> **Given instruction**: Write the material out again exactly.

> **Supplied data**:
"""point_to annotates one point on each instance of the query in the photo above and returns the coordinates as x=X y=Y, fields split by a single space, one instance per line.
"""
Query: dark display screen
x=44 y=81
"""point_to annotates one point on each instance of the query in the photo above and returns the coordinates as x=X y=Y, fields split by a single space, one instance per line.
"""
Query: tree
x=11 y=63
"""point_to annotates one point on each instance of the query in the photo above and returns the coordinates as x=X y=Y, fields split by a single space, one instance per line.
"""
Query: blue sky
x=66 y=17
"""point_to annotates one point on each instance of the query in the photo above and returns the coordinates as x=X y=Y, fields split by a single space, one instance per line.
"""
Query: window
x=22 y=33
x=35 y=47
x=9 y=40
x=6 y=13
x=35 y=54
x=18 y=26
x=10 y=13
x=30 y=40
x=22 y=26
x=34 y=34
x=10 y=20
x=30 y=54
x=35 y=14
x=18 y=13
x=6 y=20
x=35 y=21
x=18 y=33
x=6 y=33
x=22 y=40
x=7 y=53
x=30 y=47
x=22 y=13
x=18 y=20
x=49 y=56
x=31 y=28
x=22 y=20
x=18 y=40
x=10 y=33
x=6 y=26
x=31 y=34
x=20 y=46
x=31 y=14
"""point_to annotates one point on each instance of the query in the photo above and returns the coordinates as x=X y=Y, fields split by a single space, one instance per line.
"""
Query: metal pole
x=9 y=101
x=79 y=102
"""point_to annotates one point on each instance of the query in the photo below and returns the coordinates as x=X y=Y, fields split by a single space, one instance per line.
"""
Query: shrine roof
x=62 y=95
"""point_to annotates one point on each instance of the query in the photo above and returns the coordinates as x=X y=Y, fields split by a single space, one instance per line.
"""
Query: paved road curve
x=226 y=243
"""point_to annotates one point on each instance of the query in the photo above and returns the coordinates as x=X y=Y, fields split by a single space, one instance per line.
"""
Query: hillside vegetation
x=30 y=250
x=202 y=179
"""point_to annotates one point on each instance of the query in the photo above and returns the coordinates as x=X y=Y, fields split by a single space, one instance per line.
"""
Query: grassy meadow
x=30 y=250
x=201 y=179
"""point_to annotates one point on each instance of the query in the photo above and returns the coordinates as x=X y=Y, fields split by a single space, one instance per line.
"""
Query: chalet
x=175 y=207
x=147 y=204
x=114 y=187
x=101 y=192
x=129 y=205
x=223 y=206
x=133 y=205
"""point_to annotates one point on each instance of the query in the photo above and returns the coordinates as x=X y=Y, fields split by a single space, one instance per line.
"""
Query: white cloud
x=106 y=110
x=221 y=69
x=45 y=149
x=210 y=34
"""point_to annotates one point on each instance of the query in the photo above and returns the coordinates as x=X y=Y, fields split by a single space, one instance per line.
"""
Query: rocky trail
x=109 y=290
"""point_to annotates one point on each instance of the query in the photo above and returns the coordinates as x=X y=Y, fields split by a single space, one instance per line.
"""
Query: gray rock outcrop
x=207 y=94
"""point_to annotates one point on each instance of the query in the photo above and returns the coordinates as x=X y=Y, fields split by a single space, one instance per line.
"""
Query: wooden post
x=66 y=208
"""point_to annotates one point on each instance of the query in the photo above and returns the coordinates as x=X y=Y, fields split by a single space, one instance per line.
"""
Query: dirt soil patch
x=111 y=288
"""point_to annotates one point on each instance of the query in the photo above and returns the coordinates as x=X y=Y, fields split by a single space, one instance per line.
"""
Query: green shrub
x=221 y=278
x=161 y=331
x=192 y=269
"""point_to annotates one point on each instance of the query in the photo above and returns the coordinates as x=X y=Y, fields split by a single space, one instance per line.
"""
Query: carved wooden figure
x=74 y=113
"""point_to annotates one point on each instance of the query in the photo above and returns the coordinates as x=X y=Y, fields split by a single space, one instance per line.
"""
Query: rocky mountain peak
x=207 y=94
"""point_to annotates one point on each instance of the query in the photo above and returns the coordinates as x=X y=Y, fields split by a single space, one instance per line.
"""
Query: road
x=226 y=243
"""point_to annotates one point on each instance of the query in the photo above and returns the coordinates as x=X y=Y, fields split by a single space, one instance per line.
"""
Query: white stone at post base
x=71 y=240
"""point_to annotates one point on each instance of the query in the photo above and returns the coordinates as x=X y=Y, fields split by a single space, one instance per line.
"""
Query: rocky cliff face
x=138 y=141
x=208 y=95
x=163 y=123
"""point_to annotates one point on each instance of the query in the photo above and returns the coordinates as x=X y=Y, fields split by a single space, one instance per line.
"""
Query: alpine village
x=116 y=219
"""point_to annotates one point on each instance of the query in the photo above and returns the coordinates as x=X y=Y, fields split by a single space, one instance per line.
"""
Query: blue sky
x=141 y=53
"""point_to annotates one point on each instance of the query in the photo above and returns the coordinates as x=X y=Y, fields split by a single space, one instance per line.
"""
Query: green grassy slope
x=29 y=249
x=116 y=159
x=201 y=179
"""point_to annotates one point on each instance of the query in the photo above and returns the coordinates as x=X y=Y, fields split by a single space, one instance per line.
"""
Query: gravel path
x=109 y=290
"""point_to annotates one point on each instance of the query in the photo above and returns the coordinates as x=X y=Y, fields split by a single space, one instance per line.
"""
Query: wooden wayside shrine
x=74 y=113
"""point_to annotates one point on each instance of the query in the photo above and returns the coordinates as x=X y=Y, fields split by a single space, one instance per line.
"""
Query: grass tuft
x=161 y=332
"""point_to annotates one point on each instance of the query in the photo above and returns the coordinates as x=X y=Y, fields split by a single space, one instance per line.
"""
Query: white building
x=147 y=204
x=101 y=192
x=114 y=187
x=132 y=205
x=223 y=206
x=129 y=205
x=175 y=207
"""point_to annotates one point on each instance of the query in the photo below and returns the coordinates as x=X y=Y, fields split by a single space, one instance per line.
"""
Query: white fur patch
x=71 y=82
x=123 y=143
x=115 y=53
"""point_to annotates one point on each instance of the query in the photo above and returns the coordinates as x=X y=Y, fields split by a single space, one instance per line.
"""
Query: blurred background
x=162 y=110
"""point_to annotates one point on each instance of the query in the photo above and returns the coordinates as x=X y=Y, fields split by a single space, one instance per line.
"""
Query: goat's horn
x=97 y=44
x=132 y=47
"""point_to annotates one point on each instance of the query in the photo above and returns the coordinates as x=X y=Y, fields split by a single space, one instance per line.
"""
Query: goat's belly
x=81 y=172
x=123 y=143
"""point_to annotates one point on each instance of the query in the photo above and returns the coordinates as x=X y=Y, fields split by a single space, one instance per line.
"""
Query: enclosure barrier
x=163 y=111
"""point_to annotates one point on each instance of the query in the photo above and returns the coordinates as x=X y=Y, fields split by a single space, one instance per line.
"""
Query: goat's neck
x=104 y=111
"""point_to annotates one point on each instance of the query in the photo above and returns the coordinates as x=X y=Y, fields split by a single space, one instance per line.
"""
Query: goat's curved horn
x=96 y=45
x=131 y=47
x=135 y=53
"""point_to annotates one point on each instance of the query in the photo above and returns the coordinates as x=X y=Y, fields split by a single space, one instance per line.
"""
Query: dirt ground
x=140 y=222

> **Exercise response**:
"""point_to annotates one point on each instance of the query in the photo above and returns the coordinates as x=X y=Y, fields split by a single space, one instance per line.
"""
Query: dark display screen
x=44 y=81
"""point_to annotates one point on each instance of the query in the photo above and returns the coordinates as x=X y=Y, fields split by a single space, one instance per line.
"""
Query: tree
x=11 y=63
"""point_to annotates one point on each instance of the query in the photo above and returns the coordinates as x=X y=Y, fields split by a single space, one instance per line.
"""
Query: blue sky
x=66 y=17
"""point_to annotates one point on each instance of the query in the photo above and returns the coordinates as x=X y=Y, fields split by a single space, one instance per line.
"""
Query: window
x=22 y=33
x=35 y=47
x=9 y=40
x=6 y=13
x=35 y=54
x=18 y=26
x=10 y=13
x=30 y=40
x=22 y=26
x=34 y=34
x=10 y=20
x=30 y=54
x=35 y=14
x=18 y=13
x=6 y=20
x=35 y=21
x=18 y=33
x=6 y=33
x=22 y=40
x=7 y=53
x=30 y=47
x=22 y=13
x=18 y=20
x=49 y=56
x=31 y=28
x=22 y=20
x=18 y=40
x=10 y=33
x=6 y=26
x=31 y=34
x=20 y=46
x=31 y=14
"""point_to annotates one point on each instance of the query in the photo above and returns the coordinates as x=X y=Y, fields split by a single space, one instance per line.
"""
Query: metal pole
x=9 y=101
x=79 y=102
"""point_to annotates one point on each instance of the query in the photo below and returns the coordinates as x=X y=Y, fields split by a single space, one instance per line.
"""
Query: shrine roof
x=62 y=95
"""point_to annotates one point on each instance of the query in the photo above and returns the coordinates as x=X y=Y, fields split by a single space, one instance per line.
"""
Query: paved road curve
x=226 y=243
"""point_to annotates one point on each instance of the query in the photo above and returns the coordinates as x=X y=Y, fields split by a single space, one instance per line.
"""
Query: hillside vegetation
x=30 y=250
x=202 y=179
"""point_to annotates one point on each instance of the query in the photo above and returns the coordinates as x=X y=Y, fields split by a single space, one instance per line.
"""
Query: grassy meadow
x=30 y=250
x=201 y=179
"""point_to annotates one point on each instance of the query in the photo above and returns the coordinates as x=X y=Y, fields split by a single space, one instance per line.
"""
Query: chalet
x=175 y=207
x=147 y=204
x=114 y=187
x=101 y=192
x=129 y=205
x=223 y=206
x=133 y=205
"""point_to annotates one point on each instance of the query in the photo above and returns the coordinates as x=X y=Y, fields split by a single space, one instance per line.
"""
Query: white cloud
x=106 y=110
x=221 y=69
x=45 y=149
x=210 y=34
"""point_to annotates one point on each instance of the query in the photo above and returns the coordinates as x=X y=Y, fields split by a single space, one instance per line.
"""
Query: rocky trail
x=109 y=290
"""point_to annotates one point on each instance of the query in the photo above and returns the coordinates as x=X y=Y, fields split by a single space, one instance per line.
"""
Query: gray rock outcrop
x=207 y=94
"""point_to annotates one point on each instance of the query in the photo above and returns the coordinates as x=X y=Y, fields split by a single space, one instance per line.
"""
Query: wooden post
x=66 y=208
"""point_to annotates one point on each instance of the query in the photo above and returns the coordinates as x=X y=Y, fields split by a single space, one instance per line.
"""
Query: dirt soil patch
x=111 y=288
"""point_to annotates one point on each instance of the query in the photo above and returns the coordinates as x=X y=Y, fields split by a single space, one instance per line.
"""
Query: green shrub
x=221 y=278
x=161 y=331
x=192 y=269
"""point_to annotates one point on each instance of the query in the photo above and returns the coordinates as x=X y=Y, fields split by a single space, one instance per line.
"""
Query: carved wooden figure
x=74 y=113
"""point_to annotates one point on each instance of the query in the photo above and returns the coordinates as x=X y=Y, fields split by a single space, one instance per line.
"""
Query: rocky mountain peak
x=207 y=94
"""point_to annotates one point on each instance of the query in the photo above and returns the coordinates as x=X y=Y, fields split by a single space, one instance per line.
"""
Query: road
x=226 y=243
"""point_to annotates one point on each instance of the query in the photo above and returns the coordinates as x=X y=Y, fields split by a single space, one instance per line.
"""
Query: white stone at post base
x=71 y=240
"""point_to annotates one point on each instance of the query in the photo above and returns the coordinates as x=X y=Y, fields split by a single space, one instance per line.
"""
Query: rocky cliff face
x=138 y=141
x=208 y=95
x=163 y=123
"""point_to annotates one point on each instance of the query in the photo above and returns the coordinates as x=X y=Y, fields split by a single space, one instance per line.
"""
Query: alpine village
x=116 y=219
"""point_to annotates one point on each instance of the query in the photo above and returns the coordinates as x=X y=Y, fields split by a single space, one instance per line.
"""
Query: blue sky
x=141 y=53
"""point_to annotates one point on each instance of the query in the photo above and returns the coordinates as x=X y=Y, fields split by a single space, one instance per line.
"""
Query: green grassy slope
x=29 y=249
x=116 y=159
x=201 y=179
"""point_to annotates one point on each instance of the query in the photo above and returns the coordinates as x=X y=Y, fields split by a single space, one instance per line.
"""
Query: gravel path
x=109 y=290
"""point_to annotates one point on each instance of the query in the photo above and returns the coordinates as x=X y=Y, fields split by a single space, one instance per line.
"""
Query: wooden wayside shrine
x=74 y=113
"""point_to annotates one point on each instance of the query in the photo above and returns the coordinates as x=X y=Y, fields split by a single space, one instance per line.
"""
Query: grass tuft
x=161 y=332
"""point_to annotates one point on each instance of the query in the photo above and returns the coordinates as x=X y=Y, fields split by a single space, one instance per line.
"""
Query: white building
x=147 y=204
x=101 y=192
x=114 y=187
x=132 y=205
x=223 y=206
x=129 y=205
x=175 y=207
"""point_to annotates one point on each instance of the query in the photo below and returns the coordinates as x=X y=Y, fields split by a single space, one instance per line.
"""
Query: white fur patch
x=71 y=82
x=123 y=143
x=115 y=53
"""point_to annotates one point on each instance of the query in the photo above and returns the coordinates as x=X y=Y, fields split by a single space, one instance per line.
"""
Query: blurred background
x=162 y=110
"""point_to annotates one point on each instance of the query in the photo above and returns the coordinates as x=X y=Y, fields split by a single space, one instance per line.
"""
Query: goat's horn
x=97 y=44
x=132 y=47
"""point_to annotates one point on each instance of the query in the photo above and returns the coordinates as x=X y=Y, fields split by a single space, one instance per line.
"""
Query: goat's belly
x=81 y=172
x=123 y=143
"""point_to annotates one point on each instance of the query in the photo above and returns the coordinates as x=X y=Y, fields split by a single space, one instance per line.
"""
Query: enclosure barrier
x=163 y=111
"""point_to annotates one point on each instance of the query in the photo above and returns the coordinates as x=X y=Y, fields split by a single space, one instance per line.
"""
Query: goat's neck
x=104 y=111
"""point_to annotates one point on each instance of the query in the photo above and returns the coordinates as x=X y=Y, fields split by a single space, one instance per line.
"""
Query: goat's curved horn
x=96 y=45
x=131 y=47
x=135 y=53
"""point_to annotates one point on each instance of the query in the photo above and returns the coordinates as x=X y=Y, fields split by a single space, one instance per line.
"""
Query: dirt ground
x=140 y=222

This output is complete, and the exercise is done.